═══ SUPPLIED PASSAGE ═══

Why I don’t like Second Life (by Jacqueline Goulbourne)



Imagine a world where you can make a cartoon avatar of yourself and do whatever you like in an international community of English speakers.

Well, it already exists, in Taiwan where I have spent most of my career teaching,  it's called ‘World of Warcraft‘ and the mission of almost every parent of teenagers there to wrest their kids off of it!  But imagine if something similar existed, primarily for education, business and sex.  That exists too and I’m fairly certain that it’s nothing we’d really want to get students involved in.

I’m sure many of you disagree and are using Second Life in your practice to good effect, so my intent is not to disrespect your work, but to explain the problems I have with Second Life and other such virtual worlds.

I first experimented with Second Life in 2003 when friends of mine had set up an experimental teacher training space.  I didn’t really get interested.  More recently I came across Second Life in a wee teacher training course I’m doing.  I fought against my inherent tendency to not engage with things that don’t resonate with me and decided to ‘join in’ and not be such a negative Nancy.  Although I have an aversion to ‘virtual worlds’ and to speaking through machines in any way (I don’t use telephones) I put this aside in order to try and retrieve any babies in this bathwater.

═══ INFORMATION GIVEN ═══

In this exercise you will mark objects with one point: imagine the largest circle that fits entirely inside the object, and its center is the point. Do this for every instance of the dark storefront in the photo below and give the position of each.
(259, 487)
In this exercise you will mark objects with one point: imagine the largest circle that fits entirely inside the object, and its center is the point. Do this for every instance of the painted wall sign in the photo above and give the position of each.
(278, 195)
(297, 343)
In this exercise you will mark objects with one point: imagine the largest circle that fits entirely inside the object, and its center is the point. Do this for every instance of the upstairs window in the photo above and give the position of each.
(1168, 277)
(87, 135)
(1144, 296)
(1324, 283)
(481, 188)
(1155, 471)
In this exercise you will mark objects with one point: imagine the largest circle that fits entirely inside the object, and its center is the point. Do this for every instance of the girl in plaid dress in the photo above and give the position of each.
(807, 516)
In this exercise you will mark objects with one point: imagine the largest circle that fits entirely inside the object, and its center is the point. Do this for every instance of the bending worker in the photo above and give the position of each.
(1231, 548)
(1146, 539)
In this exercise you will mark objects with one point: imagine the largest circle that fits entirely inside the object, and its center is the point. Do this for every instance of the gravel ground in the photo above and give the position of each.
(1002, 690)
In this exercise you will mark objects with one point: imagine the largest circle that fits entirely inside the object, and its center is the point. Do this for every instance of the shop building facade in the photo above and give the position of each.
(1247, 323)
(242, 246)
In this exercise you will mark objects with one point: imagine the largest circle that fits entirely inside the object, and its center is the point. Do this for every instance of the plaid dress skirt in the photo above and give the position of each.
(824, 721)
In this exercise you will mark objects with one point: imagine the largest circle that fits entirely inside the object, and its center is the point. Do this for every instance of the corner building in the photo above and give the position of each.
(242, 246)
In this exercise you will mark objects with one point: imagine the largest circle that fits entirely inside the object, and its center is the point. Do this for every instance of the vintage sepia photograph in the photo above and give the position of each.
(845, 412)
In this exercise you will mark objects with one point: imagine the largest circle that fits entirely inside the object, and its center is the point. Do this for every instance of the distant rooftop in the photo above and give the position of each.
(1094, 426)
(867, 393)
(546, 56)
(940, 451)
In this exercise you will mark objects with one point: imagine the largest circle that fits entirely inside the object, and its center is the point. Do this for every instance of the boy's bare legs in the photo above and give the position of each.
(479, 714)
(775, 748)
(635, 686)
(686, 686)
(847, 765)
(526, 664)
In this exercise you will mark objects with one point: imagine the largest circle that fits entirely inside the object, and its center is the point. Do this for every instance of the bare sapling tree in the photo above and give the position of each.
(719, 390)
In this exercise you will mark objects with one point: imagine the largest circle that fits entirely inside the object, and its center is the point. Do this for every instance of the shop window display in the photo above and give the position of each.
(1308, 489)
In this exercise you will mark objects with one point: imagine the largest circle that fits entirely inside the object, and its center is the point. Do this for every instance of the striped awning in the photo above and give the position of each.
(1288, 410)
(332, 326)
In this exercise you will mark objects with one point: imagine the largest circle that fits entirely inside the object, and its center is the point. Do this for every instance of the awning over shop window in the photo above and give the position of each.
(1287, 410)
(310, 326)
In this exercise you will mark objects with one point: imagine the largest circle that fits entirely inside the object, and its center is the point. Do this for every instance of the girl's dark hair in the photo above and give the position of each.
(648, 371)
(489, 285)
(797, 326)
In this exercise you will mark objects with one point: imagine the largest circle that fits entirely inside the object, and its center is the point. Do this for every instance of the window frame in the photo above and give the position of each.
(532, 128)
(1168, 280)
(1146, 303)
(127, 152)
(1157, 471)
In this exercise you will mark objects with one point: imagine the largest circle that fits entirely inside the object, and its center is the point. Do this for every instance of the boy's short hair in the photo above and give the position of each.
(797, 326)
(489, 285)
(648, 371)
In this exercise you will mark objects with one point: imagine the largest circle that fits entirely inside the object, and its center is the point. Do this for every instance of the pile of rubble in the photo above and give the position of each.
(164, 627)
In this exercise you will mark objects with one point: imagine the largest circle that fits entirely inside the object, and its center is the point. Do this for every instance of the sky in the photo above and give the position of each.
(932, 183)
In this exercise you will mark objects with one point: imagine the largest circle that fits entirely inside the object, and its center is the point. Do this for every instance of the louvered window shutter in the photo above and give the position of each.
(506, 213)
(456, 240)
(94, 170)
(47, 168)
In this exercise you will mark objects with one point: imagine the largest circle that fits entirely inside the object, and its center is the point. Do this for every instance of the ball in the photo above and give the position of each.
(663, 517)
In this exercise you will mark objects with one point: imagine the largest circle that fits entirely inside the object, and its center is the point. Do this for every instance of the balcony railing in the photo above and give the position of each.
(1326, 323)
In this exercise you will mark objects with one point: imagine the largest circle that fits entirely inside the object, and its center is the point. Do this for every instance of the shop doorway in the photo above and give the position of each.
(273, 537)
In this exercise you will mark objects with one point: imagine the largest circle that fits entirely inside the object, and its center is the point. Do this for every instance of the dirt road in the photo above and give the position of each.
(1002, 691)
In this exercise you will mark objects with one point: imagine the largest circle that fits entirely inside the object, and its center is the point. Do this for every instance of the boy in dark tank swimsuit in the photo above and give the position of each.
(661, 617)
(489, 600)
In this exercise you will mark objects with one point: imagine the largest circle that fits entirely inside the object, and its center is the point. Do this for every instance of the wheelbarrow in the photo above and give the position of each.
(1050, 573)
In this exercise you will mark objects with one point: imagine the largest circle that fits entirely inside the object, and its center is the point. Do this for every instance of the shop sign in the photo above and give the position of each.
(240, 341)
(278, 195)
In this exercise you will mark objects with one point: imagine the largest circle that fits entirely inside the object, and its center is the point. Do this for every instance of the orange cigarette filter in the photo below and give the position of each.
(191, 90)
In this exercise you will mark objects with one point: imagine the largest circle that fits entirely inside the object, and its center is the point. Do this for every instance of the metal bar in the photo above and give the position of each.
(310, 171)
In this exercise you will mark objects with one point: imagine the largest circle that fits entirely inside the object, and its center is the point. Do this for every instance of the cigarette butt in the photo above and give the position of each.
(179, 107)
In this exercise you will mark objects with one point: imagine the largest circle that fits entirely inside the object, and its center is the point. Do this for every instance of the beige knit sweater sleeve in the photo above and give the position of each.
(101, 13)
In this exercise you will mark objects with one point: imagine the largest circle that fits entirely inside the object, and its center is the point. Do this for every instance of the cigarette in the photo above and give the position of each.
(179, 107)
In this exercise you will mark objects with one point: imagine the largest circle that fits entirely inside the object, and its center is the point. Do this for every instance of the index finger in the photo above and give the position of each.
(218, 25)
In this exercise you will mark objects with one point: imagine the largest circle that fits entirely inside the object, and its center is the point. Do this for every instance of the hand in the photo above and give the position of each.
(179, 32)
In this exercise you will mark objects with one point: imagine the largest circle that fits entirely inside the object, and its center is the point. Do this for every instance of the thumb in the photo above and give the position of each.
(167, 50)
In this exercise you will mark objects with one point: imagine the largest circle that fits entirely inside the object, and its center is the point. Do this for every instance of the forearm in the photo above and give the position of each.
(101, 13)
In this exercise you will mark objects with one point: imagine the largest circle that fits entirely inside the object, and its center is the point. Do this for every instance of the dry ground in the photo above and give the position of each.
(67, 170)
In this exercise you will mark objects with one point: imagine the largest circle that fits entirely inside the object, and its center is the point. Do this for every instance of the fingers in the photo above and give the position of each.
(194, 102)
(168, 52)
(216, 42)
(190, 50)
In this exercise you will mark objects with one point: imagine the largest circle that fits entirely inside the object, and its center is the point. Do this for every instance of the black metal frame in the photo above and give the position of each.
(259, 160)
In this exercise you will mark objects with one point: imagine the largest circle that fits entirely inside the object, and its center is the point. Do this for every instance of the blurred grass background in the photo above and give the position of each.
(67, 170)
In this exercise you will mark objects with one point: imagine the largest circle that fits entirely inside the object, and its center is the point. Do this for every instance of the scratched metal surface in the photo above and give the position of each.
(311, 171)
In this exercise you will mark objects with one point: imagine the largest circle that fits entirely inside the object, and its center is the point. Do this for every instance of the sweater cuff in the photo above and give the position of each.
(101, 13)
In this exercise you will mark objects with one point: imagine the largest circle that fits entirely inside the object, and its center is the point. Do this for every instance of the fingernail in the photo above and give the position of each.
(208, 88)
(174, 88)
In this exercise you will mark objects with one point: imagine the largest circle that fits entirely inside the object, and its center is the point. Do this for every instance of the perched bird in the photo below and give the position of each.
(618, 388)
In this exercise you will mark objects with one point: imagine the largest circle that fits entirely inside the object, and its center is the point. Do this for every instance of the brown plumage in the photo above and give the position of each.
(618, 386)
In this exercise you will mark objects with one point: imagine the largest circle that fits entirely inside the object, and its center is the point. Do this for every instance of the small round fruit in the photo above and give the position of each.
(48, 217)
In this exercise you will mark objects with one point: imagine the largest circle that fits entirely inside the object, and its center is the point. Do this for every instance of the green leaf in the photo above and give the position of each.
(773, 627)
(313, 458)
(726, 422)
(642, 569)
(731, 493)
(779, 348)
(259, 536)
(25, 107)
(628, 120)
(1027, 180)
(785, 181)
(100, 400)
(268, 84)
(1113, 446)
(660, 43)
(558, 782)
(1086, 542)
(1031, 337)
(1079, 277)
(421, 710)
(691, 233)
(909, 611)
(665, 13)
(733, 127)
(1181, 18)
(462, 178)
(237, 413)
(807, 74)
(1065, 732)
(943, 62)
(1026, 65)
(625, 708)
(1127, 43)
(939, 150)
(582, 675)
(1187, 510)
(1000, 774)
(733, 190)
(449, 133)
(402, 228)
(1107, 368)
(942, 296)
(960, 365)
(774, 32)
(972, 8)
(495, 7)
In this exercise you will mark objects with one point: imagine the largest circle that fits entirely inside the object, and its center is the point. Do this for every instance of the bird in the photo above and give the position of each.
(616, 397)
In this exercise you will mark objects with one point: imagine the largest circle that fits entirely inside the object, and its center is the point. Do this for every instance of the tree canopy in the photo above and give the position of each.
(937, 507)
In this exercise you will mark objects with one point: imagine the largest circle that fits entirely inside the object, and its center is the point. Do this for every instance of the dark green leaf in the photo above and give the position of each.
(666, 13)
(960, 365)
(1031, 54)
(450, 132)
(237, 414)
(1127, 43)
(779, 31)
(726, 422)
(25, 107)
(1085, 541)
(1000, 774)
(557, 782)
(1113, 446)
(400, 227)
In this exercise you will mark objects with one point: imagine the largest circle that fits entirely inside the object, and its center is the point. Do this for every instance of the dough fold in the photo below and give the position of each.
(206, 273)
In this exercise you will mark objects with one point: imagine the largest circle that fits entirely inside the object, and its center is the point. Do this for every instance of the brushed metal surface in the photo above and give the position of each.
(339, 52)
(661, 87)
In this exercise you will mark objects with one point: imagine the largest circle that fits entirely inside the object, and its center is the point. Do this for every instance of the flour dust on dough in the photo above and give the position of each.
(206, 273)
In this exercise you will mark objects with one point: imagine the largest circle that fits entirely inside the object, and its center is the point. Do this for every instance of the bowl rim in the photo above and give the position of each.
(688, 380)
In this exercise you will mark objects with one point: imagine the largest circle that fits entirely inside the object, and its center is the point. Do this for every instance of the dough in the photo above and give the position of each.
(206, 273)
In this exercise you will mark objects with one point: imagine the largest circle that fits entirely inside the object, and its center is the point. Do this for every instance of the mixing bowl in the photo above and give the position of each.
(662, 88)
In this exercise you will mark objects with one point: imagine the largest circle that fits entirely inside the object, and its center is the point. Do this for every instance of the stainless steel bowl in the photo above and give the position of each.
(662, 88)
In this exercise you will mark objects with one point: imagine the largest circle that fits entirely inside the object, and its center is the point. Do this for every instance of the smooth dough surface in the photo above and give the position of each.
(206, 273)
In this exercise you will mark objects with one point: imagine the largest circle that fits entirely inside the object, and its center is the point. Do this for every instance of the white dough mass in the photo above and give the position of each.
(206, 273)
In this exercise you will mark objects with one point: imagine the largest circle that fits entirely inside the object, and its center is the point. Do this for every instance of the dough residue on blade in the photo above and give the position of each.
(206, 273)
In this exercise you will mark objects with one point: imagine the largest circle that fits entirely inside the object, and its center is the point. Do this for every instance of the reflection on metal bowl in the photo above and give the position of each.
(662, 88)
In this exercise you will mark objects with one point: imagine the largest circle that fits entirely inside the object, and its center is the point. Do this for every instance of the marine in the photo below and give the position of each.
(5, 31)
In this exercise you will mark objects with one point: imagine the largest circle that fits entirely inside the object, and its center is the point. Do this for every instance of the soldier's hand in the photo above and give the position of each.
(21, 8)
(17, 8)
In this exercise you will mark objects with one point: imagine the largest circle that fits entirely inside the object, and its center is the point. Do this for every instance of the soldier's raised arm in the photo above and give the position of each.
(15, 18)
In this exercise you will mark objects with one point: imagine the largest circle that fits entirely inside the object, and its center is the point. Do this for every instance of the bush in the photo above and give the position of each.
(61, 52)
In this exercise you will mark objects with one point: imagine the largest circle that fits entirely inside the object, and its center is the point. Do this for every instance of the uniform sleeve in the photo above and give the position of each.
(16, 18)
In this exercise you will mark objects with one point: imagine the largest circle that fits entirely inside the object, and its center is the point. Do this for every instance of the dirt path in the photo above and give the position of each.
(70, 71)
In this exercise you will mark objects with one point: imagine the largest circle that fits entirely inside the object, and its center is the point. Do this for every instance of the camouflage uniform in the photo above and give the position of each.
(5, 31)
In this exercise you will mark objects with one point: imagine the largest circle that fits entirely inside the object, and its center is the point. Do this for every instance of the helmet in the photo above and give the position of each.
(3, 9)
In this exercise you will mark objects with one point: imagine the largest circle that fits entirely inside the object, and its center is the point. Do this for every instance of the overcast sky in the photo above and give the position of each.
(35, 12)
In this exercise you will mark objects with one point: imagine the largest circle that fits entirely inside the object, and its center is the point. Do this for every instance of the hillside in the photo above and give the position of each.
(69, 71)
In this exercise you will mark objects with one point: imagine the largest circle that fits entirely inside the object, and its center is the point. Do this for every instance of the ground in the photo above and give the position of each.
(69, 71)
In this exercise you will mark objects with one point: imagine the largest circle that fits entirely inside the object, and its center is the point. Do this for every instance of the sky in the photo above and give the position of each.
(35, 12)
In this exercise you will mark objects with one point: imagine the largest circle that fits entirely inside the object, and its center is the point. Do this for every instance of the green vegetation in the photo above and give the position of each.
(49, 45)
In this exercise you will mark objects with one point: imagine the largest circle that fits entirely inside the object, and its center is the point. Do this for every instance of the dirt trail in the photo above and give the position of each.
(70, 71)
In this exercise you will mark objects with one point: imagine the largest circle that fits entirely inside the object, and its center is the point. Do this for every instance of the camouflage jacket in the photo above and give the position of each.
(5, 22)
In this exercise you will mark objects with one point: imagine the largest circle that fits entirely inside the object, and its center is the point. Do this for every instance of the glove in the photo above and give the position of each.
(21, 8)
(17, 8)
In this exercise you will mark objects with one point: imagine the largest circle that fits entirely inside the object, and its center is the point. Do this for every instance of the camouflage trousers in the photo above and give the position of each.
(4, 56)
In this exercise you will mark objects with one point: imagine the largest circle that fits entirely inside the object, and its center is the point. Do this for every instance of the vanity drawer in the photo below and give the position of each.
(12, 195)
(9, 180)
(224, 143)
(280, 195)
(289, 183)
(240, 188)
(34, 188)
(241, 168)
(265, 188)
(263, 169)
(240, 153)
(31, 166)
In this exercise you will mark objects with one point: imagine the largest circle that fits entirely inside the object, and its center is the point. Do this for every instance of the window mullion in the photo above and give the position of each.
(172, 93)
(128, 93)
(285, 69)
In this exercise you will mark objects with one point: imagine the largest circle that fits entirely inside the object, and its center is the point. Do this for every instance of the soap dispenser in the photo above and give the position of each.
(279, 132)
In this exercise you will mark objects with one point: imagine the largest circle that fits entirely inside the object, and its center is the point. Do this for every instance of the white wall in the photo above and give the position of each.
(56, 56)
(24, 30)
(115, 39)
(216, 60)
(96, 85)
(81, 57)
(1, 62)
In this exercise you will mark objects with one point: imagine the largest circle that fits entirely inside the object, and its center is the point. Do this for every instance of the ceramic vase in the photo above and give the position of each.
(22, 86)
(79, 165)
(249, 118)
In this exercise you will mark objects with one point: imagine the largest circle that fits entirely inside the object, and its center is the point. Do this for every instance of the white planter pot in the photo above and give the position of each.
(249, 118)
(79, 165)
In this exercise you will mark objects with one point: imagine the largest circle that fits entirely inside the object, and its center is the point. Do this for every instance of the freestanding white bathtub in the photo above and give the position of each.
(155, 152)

═══

#### DIRECTIONS FOR THIS TASK:
Could you output everything in the post about Second Life from "Why I don’t" down to "such virtual worlds.", word for word?

#### COMPLETE RESPONSE:
Why I don’t like Second Life (by Jacqueline Goulbourne)



Imagine a world where you can make a cartoon avatar of yourself and do whatever you like in an international community of English speakers.

Well, it already exists, in Taiwan where I have spent most of my career teaching,  it's called ‘World of Warcraft‘ and the mission of almost every parent of teenagers there to wrest their kids off of it!  But imagine if something similar existed, primarily for education, business and sex.  That exists too and I’m fairly certain that it’s nothing we’d really want to get students involved in.

I’m sure many of you disagree and are using Second Life in your practice to good effect, so my intent is not to disrespect your work, but to explain the problems I have with Second Life and other such virtual worlds.